— begin RECORDS SHOWN —
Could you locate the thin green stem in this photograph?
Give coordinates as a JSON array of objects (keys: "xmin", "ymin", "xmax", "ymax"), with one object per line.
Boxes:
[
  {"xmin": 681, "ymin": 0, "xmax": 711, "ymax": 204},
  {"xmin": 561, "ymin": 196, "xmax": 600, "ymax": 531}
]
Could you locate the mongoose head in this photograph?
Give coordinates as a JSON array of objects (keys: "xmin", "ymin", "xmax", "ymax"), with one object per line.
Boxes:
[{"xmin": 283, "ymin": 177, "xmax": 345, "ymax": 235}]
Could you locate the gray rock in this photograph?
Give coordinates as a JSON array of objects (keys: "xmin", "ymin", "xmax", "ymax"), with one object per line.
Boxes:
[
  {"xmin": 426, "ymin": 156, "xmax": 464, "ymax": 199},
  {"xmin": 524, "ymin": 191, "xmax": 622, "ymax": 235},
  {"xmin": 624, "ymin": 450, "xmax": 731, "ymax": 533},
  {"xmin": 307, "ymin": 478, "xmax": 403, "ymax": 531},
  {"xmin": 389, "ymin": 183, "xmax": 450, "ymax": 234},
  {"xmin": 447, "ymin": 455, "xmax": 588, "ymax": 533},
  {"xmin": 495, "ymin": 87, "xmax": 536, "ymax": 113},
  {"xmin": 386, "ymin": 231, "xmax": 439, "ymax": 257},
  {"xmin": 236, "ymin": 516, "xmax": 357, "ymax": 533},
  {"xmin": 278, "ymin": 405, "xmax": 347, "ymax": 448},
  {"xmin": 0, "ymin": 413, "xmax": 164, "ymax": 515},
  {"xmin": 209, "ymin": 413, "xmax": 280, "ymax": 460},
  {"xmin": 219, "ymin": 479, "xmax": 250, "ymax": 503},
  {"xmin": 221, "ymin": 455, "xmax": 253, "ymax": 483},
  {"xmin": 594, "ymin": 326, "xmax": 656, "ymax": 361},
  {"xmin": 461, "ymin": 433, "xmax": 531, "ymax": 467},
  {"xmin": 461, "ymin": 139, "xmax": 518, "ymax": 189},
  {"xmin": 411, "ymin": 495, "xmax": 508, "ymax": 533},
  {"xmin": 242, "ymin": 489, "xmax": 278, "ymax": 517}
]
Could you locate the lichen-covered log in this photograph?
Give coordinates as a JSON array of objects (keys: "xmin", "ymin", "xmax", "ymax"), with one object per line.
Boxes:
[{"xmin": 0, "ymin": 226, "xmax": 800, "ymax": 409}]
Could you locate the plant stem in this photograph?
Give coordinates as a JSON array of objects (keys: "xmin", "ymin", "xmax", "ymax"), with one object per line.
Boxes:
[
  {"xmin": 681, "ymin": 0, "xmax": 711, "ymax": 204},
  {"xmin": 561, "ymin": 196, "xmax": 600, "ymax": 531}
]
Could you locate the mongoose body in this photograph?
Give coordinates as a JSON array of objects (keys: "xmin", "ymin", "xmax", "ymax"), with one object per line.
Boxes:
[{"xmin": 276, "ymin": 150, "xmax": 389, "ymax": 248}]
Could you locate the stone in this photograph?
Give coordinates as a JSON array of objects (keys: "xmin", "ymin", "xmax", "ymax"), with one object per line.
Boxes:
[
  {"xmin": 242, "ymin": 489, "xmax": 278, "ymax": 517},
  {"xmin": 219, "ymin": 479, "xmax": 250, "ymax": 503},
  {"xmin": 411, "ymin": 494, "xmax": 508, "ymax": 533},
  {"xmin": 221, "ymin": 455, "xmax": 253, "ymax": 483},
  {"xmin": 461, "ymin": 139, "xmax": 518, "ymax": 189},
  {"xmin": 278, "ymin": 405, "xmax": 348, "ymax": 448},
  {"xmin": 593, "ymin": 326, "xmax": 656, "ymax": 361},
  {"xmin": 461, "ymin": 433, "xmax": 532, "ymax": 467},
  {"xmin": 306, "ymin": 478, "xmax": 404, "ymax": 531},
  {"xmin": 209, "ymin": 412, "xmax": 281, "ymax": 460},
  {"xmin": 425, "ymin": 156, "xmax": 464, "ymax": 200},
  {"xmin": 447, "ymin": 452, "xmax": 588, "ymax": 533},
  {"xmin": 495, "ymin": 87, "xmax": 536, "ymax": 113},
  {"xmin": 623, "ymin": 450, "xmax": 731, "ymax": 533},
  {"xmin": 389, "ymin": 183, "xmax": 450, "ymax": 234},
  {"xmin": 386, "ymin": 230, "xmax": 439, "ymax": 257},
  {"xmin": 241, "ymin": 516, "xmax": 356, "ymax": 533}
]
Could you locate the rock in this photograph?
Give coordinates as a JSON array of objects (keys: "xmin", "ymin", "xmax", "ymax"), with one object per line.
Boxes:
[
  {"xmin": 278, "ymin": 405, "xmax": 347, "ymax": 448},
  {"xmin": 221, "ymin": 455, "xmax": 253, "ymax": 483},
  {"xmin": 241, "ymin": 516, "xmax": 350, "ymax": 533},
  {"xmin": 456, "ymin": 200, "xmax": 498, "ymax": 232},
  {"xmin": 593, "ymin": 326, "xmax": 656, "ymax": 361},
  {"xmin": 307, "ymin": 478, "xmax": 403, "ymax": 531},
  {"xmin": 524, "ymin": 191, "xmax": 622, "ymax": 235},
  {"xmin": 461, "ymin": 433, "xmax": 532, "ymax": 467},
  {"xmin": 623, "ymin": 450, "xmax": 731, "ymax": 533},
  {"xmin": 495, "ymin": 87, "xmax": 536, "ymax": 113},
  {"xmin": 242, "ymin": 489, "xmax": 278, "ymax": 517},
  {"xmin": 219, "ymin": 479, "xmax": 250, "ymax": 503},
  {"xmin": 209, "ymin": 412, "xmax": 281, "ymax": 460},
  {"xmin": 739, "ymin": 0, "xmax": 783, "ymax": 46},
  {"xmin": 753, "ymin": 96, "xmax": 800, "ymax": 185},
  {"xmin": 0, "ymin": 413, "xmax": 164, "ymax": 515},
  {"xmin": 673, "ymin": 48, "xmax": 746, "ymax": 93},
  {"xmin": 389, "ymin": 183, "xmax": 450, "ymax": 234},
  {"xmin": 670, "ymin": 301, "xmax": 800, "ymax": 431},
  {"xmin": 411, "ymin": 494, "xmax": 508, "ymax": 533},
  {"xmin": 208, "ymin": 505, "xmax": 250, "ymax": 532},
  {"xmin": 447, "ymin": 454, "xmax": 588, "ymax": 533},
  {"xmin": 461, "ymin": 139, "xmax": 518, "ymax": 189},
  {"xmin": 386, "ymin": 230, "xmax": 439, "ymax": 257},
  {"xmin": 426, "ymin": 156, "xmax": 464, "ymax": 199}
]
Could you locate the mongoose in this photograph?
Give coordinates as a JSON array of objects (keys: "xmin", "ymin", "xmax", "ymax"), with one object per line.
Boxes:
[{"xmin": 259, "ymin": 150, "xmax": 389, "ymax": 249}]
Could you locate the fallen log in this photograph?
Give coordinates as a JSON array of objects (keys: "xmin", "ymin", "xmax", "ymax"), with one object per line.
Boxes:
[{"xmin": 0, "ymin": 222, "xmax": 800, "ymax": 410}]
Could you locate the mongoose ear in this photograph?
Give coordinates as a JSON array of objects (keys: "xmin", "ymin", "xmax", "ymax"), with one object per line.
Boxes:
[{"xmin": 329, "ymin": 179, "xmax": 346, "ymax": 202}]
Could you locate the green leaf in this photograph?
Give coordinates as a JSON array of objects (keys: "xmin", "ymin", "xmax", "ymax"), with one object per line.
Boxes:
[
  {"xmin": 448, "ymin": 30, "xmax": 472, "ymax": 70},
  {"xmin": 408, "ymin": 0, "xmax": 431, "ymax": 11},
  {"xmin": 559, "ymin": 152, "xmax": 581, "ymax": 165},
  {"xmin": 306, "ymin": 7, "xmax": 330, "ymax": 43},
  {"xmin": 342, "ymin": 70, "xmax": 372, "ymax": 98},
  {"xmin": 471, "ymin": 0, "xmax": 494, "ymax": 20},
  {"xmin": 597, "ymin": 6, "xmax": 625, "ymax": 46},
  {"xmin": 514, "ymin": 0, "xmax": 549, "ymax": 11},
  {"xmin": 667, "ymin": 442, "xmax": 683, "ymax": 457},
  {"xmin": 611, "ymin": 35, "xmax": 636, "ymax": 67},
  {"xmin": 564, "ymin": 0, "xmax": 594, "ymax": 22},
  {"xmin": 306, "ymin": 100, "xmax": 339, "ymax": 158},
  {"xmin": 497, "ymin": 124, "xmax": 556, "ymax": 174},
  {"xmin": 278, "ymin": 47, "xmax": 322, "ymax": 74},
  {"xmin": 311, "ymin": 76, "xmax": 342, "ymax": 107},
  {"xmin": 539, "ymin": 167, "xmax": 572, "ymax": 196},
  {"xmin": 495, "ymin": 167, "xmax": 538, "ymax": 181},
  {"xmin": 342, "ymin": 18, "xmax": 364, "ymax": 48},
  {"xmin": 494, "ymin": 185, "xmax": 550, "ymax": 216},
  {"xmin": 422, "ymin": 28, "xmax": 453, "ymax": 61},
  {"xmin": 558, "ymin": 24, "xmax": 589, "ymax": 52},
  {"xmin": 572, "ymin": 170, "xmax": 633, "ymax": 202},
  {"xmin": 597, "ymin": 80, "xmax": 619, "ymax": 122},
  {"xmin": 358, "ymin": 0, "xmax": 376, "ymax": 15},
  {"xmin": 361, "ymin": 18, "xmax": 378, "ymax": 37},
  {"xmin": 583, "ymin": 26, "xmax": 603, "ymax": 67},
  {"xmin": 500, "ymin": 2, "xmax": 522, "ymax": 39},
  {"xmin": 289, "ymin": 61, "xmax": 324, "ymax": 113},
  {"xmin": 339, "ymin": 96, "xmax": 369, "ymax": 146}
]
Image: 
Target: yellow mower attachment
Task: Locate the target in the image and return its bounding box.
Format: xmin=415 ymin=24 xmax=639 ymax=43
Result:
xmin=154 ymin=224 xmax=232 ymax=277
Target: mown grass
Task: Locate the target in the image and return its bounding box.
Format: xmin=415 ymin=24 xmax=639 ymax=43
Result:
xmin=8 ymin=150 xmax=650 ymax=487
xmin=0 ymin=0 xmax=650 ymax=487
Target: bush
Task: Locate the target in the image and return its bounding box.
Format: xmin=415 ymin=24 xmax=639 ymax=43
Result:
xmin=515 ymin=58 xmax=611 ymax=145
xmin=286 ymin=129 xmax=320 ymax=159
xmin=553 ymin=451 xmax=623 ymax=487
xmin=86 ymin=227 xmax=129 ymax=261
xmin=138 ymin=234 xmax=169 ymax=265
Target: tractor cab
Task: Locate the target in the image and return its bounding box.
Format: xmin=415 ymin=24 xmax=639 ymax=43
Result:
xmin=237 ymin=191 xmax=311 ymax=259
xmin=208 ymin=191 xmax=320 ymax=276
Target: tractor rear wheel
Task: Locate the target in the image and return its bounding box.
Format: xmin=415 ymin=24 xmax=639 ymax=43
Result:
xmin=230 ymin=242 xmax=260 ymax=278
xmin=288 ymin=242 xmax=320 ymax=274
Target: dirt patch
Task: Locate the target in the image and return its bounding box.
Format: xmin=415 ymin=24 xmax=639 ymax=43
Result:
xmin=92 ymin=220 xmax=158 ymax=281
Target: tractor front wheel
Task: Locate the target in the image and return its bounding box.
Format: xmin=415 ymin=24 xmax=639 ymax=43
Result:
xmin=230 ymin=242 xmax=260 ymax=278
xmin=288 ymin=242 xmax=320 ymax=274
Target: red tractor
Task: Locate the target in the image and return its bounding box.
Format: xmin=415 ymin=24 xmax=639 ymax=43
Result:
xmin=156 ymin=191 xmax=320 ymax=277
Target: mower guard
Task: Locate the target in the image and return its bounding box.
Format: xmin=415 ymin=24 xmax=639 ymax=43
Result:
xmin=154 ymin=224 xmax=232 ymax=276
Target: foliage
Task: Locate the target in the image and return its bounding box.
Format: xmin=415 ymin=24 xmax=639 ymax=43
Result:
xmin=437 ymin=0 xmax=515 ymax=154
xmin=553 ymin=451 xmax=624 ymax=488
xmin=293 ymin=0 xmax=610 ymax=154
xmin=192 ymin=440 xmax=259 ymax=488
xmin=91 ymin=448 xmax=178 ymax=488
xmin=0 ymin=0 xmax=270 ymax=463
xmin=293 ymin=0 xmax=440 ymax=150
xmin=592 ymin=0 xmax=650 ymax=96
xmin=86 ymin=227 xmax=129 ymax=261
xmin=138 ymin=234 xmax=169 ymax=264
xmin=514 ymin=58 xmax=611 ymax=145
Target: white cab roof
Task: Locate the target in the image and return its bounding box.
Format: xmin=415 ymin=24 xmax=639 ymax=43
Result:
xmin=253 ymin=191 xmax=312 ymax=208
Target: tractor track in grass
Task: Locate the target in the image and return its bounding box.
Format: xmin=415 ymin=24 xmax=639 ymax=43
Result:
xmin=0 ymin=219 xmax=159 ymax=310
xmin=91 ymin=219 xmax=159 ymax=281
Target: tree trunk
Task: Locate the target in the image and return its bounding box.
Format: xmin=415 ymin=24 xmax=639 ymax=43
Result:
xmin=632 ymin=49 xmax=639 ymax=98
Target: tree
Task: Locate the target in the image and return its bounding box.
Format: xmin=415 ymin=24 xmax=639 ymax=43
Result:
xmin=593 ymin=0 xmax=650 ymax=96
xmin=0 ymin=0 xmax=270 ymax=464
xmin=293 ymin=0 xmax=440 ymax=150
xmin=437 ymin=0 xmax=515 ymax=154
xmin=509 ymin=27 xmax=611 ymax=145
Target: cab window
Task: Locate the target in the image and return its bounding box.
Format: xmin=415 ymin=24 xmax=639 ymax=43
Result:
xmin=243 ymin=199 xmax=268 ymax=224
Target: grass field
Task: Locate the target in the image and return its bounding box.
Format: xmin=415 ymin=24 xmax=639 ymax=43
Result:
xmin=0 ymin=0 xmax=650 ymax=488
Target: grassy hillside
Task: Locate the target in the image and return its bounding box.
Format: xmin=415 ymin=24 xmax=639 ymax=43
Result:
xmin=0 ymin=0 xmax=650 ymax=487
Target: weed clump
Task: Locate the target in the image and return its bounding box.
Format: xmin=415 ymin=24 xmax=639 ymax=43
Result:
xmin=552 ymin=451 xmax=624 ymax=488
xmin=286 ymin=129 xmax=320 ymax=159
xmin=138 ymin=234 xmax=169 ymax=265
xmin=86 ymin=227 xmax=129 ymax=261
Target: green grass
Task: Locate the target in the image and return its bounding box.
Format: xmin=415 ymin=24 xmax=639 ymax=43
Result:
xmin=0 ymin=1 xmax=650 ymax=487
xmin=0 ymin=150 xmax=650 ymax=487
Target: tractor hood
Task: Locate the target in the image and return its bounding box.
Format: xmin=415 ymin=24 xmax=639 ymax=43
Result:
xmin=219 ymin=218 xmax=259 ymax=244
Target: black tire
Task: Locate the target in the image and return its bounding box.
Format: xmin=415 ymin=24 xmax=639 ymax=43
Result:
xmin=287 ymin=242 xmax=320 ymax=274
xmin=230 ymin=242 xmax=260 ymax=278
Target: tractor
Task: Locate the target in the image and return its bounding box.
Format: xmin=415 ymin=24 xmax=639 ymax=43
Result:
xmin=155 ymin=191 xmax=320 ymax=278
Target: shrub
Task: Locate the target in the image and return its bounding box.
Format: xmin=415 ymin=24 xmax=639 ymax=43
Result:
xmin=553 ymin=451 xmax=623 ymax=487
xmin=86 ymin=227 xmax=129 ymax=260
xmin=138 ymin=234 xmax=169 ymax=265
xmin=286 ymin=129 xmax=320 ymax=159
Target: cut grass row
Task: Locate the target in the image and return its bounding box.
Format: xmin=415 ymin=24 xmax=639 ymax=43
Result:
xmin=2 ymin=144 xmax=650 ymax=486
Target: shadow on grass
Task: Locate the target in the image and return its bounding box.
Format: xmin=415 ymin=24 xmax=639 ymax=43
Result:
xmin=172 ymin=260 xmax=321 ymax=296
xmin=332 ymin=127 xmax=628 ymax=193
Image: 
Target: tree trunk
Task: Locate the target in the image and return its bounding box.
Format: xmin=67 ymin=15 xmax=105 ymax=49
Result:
— end RECORDS SHOWN —
### TO DO
Copy out, word for word, the stretch from the line containing "Target: weed clump" through the end of the items, including both of those lines.

### TASK OUTPUT
Target: weed clump
Task: Locate the target in the image and return its bounding box.
Format: xmin=415 ymin=24 xmax=639 ymax=43
Result:
xmin=552 ymin=451 xmax=624 ymax=488
xmin=286 ymin=129 xmax=320 ymax=159
xmin=138 ymin=234 xmax=169 ymax=265
xmin=86 ymin=227 xmax=129 ymax=261
Target: green grass
Task: Locate the target in the image and return its bounding box.
Format: xmin=415 ymin=24 xmax=639 ymax=43
Result:
xmin=0 ymin=1 xmax=650 ymax=487
xmin=0 ymin=150 xmax=650 ymax=487
Target: tractor hood
Task: Locate the target in the image and return its bounding box.
Format: xmin=415 ymin=24 xmax=639 ymax=43
Result:
xmin=219 ymin=218 xmax=259 ymax=244
Target: black tire
Task: Locate the target in the image and return its bounding box.
Format: xmin=415 ymin=24 xmax=639 ymax=43
Result:
xmin=287 ymin=242 xmax=320 ymax=274
xmin=230 ymin=242 xmax=260 ymax=278
Target: tractor
Task: Locate the target in the image and return its bounding box.
Format: xmin=415 ymin=24 xmax=639 ymax=43
Result:
xmin=155 ymin=191 xmax=320 ymax=278
Target: shrub
Task: Locate the target in the image and return its bounding box.
Format: xmin=415 ymin=24 xmax=639 ymax=43
Result:
xmin=553 ymin=451 xmax=623 ymax=487
xmin=86 ymin=227 xmax=129 ymax=260
xmin=138 ymin=234 xmax=169 ymax=265
xmin=286 ymin=129 xmax=320 ymax=159
Target: cut grass row
Task: Locate the target in the image and return its bounding box.
Format: xmin=415 ymin=24 xmax=639 ymax=43
Result:
xmin=2 ymin=144 xmax=650 ymax=486
Target: shadow on grass
Task: Locate the target in the image and return its bounding box.
Format: xmin=415 ymin=24 xmax=639 ymax=43
Result:
xmin=172 ymin=260 xmax=321 ymax=296
xmin=332 ymin=127 xmax=628 ymax=193
Image: 
Target: tree trunk
Task: Locate the target in the image and return its bounding box.
Format: xmin=67 ymin=15 xmax=105 ymax=49
Result:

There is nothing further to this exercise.